§ **Activity list**:
(a) Answer these questions using the text on David Ross:
(i) When was David Ross born?
(ii) What place did he take in his first Canadian National Trampoline Championship, and in what year?
(iii) What is the name of his business?
(b) Extend the biography of the trampolining coach David Ross, picking up after its final sentence.

§ **Document section**:

● ● ● ●

David Ross (born April 30, 1950) is a Canadian trampolining coach and manufacturer of trampolines and trampoline equipment. Ross is arguably the person most responsible for Canadian trampolinists becoming competitive on the international scene.

As a physics student at Queen's University, Canada, David Ross developed an interested in competitive trampolining. He finished 2nd in his first Canadian National Trampoline Championship in 1972. He also became interested in manufacturing high performance trampolines and spent years in researching the design and construction of woven trampoline beds and has his own business Rebound Products Inc. Ross hand-woven trampoline beds are now used in many competitions around the world. He has also produced custom trampolines and other rebound equipment for Cirque du Soleil and similar shows.

● ● ● ●

§ **Given records**:
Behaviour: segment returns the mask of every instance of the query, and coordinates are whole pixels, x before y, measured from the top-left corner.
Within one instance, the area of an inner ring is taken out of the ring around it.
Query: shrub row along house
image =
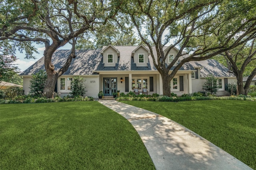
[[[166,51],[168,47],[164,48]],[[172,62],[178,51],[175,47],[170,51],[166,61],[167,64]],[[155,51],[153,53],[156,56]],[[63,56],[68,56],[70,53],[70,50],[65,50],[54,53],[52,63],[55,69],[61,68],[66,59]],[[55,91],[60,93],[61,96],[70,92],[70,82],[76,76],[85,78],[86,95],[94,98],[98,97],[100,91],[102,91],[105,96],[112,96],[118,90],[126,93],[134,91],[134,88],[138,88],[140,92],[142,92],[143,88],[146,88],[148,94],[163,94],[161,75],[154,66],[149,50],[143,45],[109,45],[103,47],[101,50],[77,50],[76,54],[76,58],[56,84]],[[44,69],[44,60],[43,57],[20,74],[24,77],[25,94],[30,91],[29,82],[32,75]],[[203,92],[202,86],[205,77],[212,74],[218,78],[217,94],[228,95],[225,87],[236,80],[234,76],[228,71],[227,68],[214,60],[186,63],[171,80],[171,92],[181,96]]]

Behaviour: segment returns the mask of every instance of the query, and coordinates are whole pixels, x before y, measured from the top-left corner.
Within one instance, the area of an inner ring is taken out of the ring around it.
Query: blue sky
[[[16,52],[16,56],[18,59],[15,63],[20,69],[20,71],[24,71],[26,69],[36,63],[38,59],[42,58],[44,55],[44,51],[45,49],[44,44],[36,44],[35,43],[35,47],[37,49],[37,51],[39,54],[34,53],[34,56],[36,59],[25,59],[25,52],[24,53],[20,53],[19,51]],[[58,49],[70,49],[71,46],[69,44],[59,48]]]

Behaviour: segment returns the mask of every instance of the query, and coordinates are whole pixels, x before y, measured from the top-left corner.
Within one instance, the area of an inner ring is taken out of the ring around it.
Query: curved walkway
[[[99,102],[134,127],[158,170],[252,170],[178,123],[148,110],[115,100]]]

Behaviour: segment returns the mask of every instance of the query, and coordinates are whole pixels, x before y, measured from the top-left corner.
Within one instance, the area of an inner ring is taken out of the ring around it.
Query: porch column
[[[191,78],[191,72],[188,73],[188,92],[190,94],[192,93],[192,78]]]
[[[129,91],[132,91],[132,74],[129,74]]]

● ● ● ●

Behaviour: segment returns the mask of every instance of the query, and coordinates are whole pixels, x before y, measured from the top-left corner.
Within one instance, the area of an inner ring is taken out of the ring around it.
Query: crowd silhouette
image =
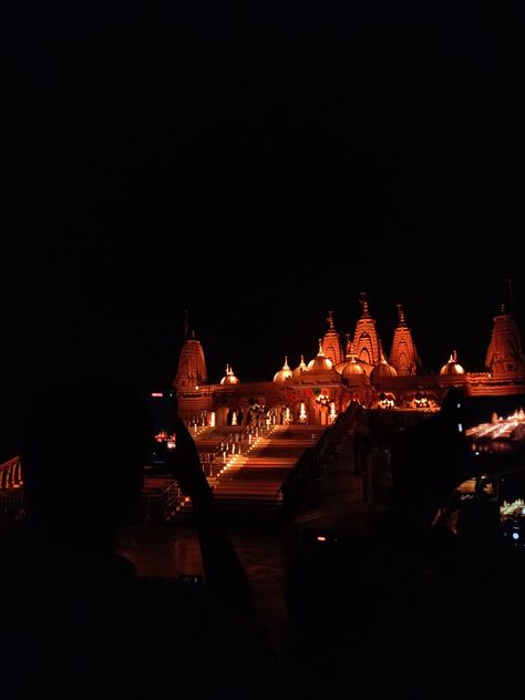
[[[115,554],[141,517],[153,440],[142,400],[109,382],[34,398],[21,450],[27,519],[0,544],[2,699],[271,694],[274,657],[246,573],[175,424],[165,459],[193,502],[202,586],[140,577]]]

● ● ● ●

§ **Exercise results**:
(a)
(i) April 30, 1950
(ii) 2nd place, in 1972
(iii) Rebound Products Inc.

(b)
He opened Skyriders Trampoline Place, the first custom built Canadian trampolining facility, in 1990. It is located in Richmond Hill, north of Toronto, Ontario. Many Canadian National Team athletes train there.

Ross has been the Canadian National Team coach for a number of years. He has coached four of the five Canadian Olympic trampolinists at Skyriders, Karen Cockburn, Mathieu Turgeon and Rosannagh MacLennan and Jason Burnett. His coaching style focuses on increasing the technical difficulty of the optional routine. Athletes (Burnett, Cockburn and MacLennan) coached by Ross hold the FIG world records for highest difficulty in the Men's Individual and Women's Synchronized trampoline events.